Would you please reproduce all the entries word for word, minus the pictures?

§ **EXERCISE INPUTS**:
# # # # #
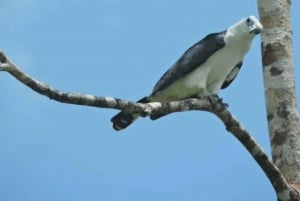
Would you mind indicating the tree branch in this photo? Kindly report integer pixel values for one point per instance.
(155, 110)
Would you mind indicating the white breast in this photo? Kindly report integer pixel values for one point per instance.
(208, 78)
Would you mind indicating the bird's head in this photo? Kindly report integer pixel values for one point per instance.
(253, 26)
(248, 26)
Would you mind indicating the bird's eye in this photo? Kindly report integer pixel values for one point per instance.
(248, 20)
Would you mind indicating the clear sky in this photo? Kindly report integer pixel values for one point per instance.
(53, 151)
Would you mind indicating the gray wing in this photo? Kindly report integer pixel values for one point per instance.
(191, 59)
(232, 75)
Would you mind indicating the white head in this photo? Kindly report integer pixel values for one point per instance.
(248, 25)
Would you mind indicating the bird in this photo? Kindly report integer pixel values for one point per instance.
(203, 70)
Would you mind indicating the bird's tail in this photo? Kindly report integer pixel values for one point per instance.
(123, 119)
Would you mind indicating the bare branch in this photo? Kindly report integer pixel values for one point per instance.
(155, 110)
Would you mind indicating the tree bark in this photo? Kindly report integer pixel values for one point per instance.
(280, 95)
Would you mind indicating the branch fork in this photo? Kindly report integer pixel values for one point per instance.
(156, 110)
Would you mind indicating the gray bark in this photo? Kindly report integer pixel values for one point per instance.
(156, 110)
(280, 95)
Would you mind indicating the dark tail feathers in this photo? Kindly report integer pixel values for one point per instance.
(122, 119)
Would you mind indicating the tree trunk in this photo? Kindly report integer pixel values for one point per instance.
(278, 72)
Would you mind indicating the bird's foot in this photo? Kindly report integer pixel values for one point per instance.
(214, 99)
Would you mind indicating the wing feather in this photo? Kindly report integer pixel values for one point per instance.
(191, 59)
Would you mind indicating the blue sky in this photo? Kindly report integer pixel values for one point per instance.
(53, 151)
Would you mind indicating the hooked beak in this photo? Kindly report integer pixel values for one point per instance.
(256, 29)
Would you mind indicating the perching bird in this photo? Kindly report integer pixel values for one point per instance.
(205, 68)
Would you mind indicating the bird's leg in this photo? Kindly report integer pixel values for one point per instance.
(214, 99)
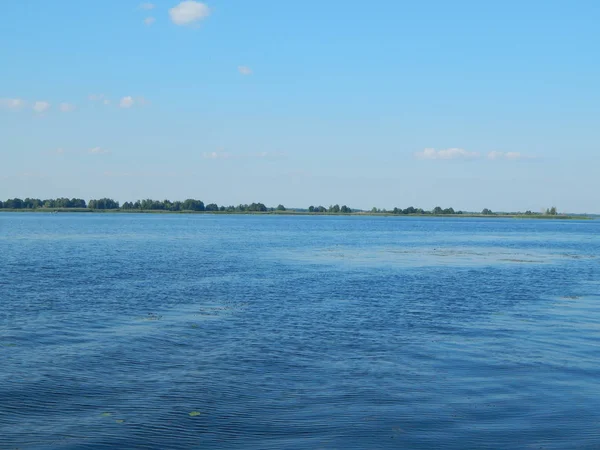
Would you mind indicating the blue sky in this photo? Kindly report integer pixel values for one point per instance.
(467, 104)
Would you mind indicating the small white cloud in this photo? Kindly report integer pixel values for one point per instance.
(270, 155)
(511, 156)
(188, 12)
(450, 153)
(66, 107)
(98, 151)
(216, 155)
(41, 106)
(126, 102)
(12, 103)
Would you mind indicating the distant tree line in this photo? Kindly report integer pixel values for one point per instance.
(36, 203)
(199, 206)
(332, 209)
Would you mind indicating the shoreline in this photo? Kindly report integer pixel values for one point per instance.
(298, 213)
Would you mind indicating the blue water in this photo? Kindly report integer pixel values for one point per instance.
(262, 332)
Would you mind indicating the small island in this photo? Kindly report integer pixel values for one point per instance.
(194, 206)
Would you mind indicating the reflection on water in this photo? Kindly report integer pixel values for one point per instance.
(145, 331)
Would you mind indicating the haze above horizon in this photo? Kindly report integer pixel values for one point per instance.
(389, 104)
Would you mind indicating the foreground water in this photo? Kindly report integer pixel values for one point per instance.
(242, 332)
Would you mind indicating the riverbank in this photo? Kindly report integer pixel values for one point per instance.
(299, 213)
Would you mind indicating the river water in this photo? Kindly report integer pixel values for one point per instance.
(285, 332)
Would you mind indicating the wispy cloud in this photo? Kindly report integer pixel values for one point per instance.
(449, 153)
(12, 103)
(126, 102)
(41, 107)
(98, 151)
(511, 156)
(66, 107)
(221, 154)
(216, 155)
(189, 12)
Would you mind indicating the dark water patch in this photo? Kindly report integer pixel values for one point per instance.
(294, 332)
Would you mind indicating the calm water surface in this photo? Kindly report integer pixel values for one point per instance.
(259, 332)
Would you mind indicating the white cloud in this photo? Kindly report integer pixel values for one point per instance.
(98, 151)
(188, 12)
(126, 102)
(216, 155)
(449, 153)
(511, 156)
(12, 103)
(66, 107)
(41, 106)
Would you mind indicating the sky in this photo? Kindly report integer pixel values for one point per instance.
(463, 104)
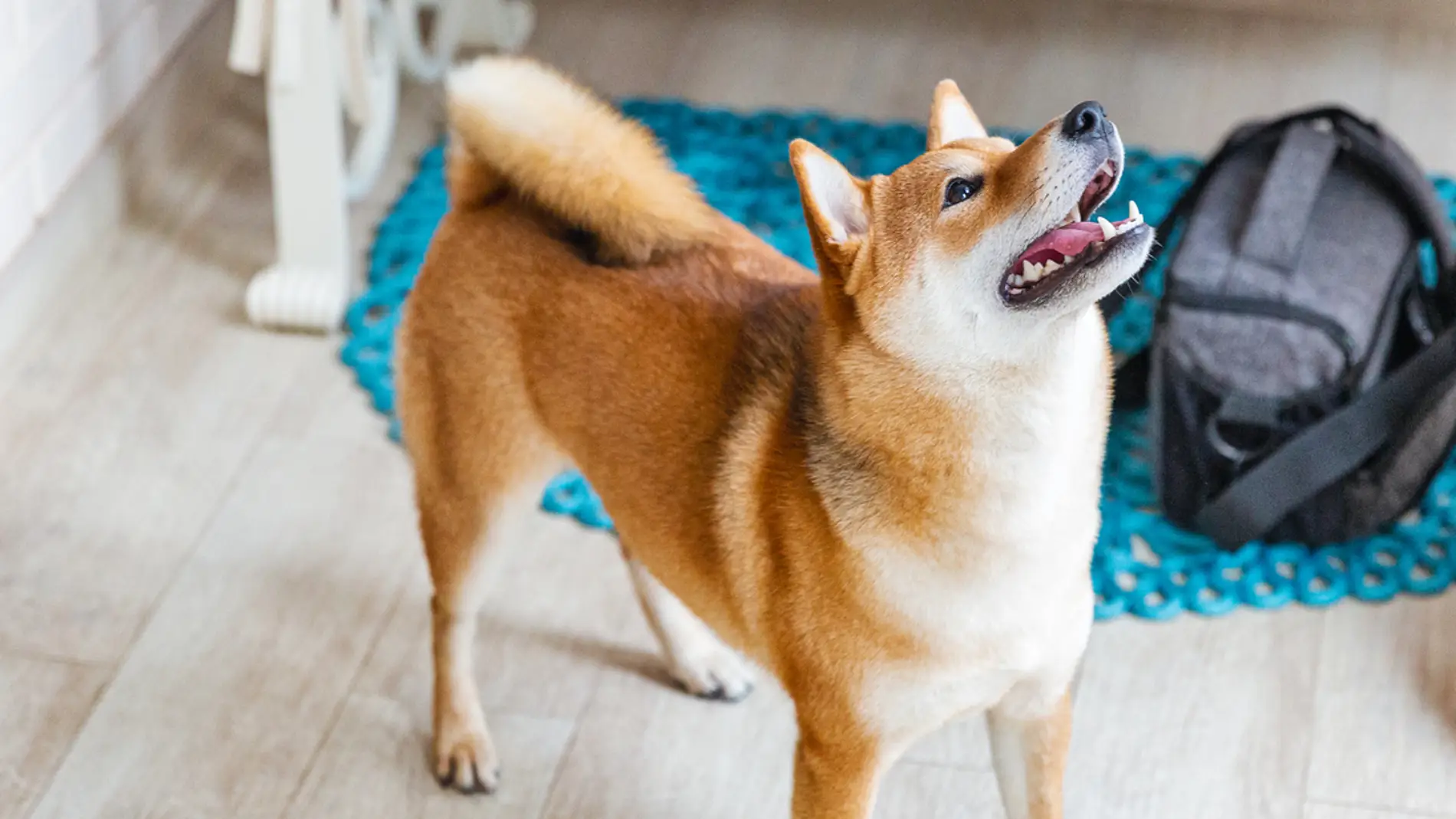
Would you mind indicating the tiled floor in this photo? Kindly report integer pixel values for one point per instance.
(212, 595)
# # # # #
§ **WORKED SOLUTION**:
Would you mind indicating the tree branch in this photo? Kindly report integer pixel values for one point per instance.
(155, 110)
Would you mind indicating the white breast in this photo? Kindly report integer pixel values for one point per instance.
(208, 78)
Would you mind indicating the bird's head in this photo? Kindly report integer pixel values for one point per instance.
(253, 26)
(248, 26)
Would you mind indicating the bird's eye in this photo? Kindly report integer pixel values for one point per instance.
(248, 20)
Would you mind indicating the clear sky in this photo? Kindly report integer pixel values for one point per instance.
(53, 151)
Would you mind indicating the gray wing in this photo? Kindly report integer pixel values for one point per instance.
(191, 59)
(232, 75)
Would you mind indicating the white head in this photo? Kindly report integer pixel values for one point per instance.
(248, 25)
Would you mind indicating the bird in this photo? Kindly report integer pixel values for one point per instance.
(203, 70)
Would you mind indicating the bird's tail in this photo? Kindly report integer pixel values for one point per instance.
(123, 119)
Would you mind indicating the bare branch in this photo? Kindly report integer pixel values for one point per instance.
(155, 110)
Would you mind indicating the tree bark in this photo? Kindly report integer pixel values for one point per instance.
(280, 95)
Would you mind indicating the branch fork in this photo? Kindly report integer pixel values for one point per instance.
(156, 110)
Would you mind indicating the gray bark in this photo? Kindly report integer pixel values for one point per instance.
(156, 110)
(280, 95)
Would you mind indicating the dark tail feathers in this photo? Kindly report integer pixel values for one point per instance.
(122, 119)
Would you mind indicating the tree trunk in this photo? Kindly report integer pixel values for one point per instance.
(278, 72)
Would you mind indicating the bird's foot in this photo? Kindly report integer pixel values for one point per instance.
(214, 99)
Would you mind indicating the wing feather in this photo? Kindly report integer pixel values for one point per instance.
(191, 59)
Would you mind indicating the blue sky in this photo? Kindly report integer pixel values for one point per instance.
(53, 151)
Would you mind indicating the hooked beak in this photo? Kindly report integer pixel values for one point per instance.
(256, 29)
Would you mind indicating the perching bird in this photo? Kindly report integer pixel values for one point per instance.
(205, 68)
Would you mind indicating the bird's leg in this photo? Kindly report integer pixel values for one point per instance.
(214, 99)
Would you mind indicating the blue sky in this photo? Kindly report integer pixel values for one point per instance.
(467, 104)
Would you mind indicating the small white cloud in this photo? Kindly report integer pixel values for one point per instance.
(270, 155)
(511, 156)
(188, 12)
(450, 153)
(66, 107)
(98, 151)
(216, 155)
(41, 106)
(126, 102)
(12, 103)
Would you mind indicating the distant tree line in this photo? Kindly report integer pixel values for one point per instance.
(36, 203)
(199, 206)
(332, 209)
Would you mind indicating the shoreline in this photo? Kindly report integer pixel values for one point per instance.
(298, 213)
Would you mind indicating the blue water in this photo? Kindly report integer pixel values for one point per instance.
(262, 332)
Would you mind indicating the small island in this photo? Kindly report integer pixel values for one point per instance.
(194, 206)
Would you mind indicating the reflection on water in this photo? Kindly report integer pixel values for one point per instance.
(145, 331)
Would you mind indicating the haze above horizon in this photo? Kindly report integer pixel values for one point per instance.
(389, 104)
Would you mind indicating the foreground water in this photo? Kindly report integer pixel values for one point per instance.
(242, 332)
Would you mind indicating the riverbank in this photo? Kindly report integer pixel values for one point per instance.
(299, 213)
Would you mind indicating the river water in this photo? Kindly report integer pixel values for one point per instance.
(285, 332)
Would you mind indicating the wispy cloud in this photo? Kindly report integer pixel values for one point per instance.
(449, 153)
(12, 103)
(126, 102)
(41, 107)
(98, 151)
(511, 156)
(66, 107)
(221, 154)
(216, 155)
(189, 12)
Would you mind indicating the dark water patch in this photo? Kindly report integer pixel values for one point per instance.
(294, 332)
Would you mind indicating the calm water surface in this photo? Kindly report integer pixel values for one point per instance.
(259, 332)
Would you mind indicating the white cloud in this photo? Kindly report integer pixel values for one point per instance.
(98, 151)
(188, 12)
(126, 102)
(216, 155)
(449, 153)
(511, 156)
(12, 103)
(66, 107)
(41, 106)
Would you mind indicating the sky in this photo? Kindly report integer pixel values for one point per instance.
(463, 104)
Would you mind indicating the tiled floor in this photo? Kindly report integer pixel values for one point per instance.
(212, 595)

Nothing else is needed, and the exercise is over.